◆ Work instruction: The answer must be an exact transcription of every record.

◆ Exercise material:
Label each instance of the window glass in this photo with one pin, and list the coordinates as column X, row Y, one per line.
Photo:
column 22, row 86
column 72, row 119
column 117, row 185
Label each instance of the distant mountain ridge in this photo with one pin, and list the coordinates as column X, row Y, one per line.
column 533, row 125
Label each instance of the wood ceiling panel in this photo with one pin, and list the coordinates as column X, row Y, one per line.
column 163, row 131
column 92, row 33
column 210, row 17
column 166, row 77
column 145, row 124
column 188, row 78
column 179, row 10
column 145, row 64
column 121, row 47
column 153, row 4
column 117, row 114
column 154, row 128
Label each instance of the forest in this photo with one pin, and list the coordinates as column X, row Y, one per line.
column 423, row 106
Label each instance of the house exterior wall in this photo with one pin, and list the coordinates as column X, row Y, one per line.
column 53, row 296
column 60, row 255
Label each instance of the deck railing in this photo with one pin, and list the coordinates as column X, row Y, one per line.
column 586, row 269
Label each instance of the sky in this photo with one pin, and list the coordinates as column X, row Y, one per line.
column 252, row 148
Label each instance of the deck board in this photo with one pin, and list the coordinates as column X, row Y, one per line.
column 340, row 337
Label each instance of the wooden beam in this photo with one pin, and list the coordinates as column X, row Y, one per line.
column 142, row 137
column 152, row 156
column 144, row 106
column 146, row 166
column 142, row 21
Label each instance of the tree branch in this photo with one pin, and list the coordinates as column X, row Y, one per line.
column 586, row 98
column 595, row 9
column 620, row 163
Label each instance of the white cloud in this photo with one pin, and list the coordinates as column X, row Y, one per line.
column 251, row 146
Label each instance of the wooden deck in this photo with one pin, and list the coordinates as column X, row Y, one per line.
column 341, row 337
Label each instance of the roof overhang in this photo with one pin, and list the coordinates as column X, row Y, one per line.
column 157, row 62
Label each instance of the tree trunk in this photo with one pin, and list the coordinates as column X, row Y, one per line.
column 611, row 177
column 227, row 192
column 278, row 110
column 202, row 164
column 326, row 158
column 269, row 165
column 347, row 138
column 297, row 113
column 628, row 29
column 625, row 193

◆ Output:
Label each instance of the window glass in this photo with one pin, and list the coordinates as column X, row Y, one per line.
Photo:
column 22, row 86
column 72, row 119
column 117, row 185
Label each instance of the distant mountain ridge in this photo with one pin, and list the coordinates as column X, row Y, one per line.
column 533, row 125
Label each instance of the wood ceiling panel in this photo with one pin, and list the coordinates as column X, row Y, one per line.
column 163, row 131
column 92, row 33
column 210, row 17
column 166, row 77
column 145, row 124
column 188, row 78
column 179, row 10
column 145, row 64
column 121, row 47
column 153, row 4
column 117, row 114
column 154, row 128
Label each instance of the forest in this photo with one pin, and list the coordinates as column X, row Y, one per line.
column 423, row 106
Label each instance of the house exterior wall in this photo with one pin, and list the coordinates as column X, row Y, one per line.
column 53, row 296
column 60, row 255
Label each instance of the deck railing in this photo with one pin, and list the coordinates as column X, row Y, one per line.
column 586, row 269
Label each instance of the sky in this photo with one pin, and list the coordinates as column X, row Y, one per line.
column 252, row 148
Label each instance of the deck board in this photo with one pin, and list the coordinates as column X, row Y, one per line.
column 340, row 337
Label each instance of the wooden beam in this photo with one pin, and list the coordinates as column X, row Y, one per line.
column 142, row 137
column 152, row 156
column 144, row 106
column 146, row 166
column 142, row 21
Label each instance of the tree branch in this photo with one pin, and list the coordinates as column X, row Y, one per line.
column 586, row 98
column 595, row 9
column 620, row 163
Label each instance of the white cloud in this photo with one pin, and list the coordinates as column X, row Y, one per line.
column 251, row 146
Label each instance of the wooden deck in this photo with one pin, and list the coordinates as column X, row Y, one per line.
column 341, row 337
Label each instance of the roof overhang in this photo with one pin, and list the coordinates as column X, row Y, one per line.
column 157, row 62
Label each instance of the tree trunk in this photo with one pin, and list the coordinates as column X, row Y, one per line.
column 611, row 177
column 227, row 192
column 278, row 110
column 202, row 164
column 326, row 158
column 269, row 165
column 347, row 138
column 297, row 113
column 628, row 29
column 625, row 193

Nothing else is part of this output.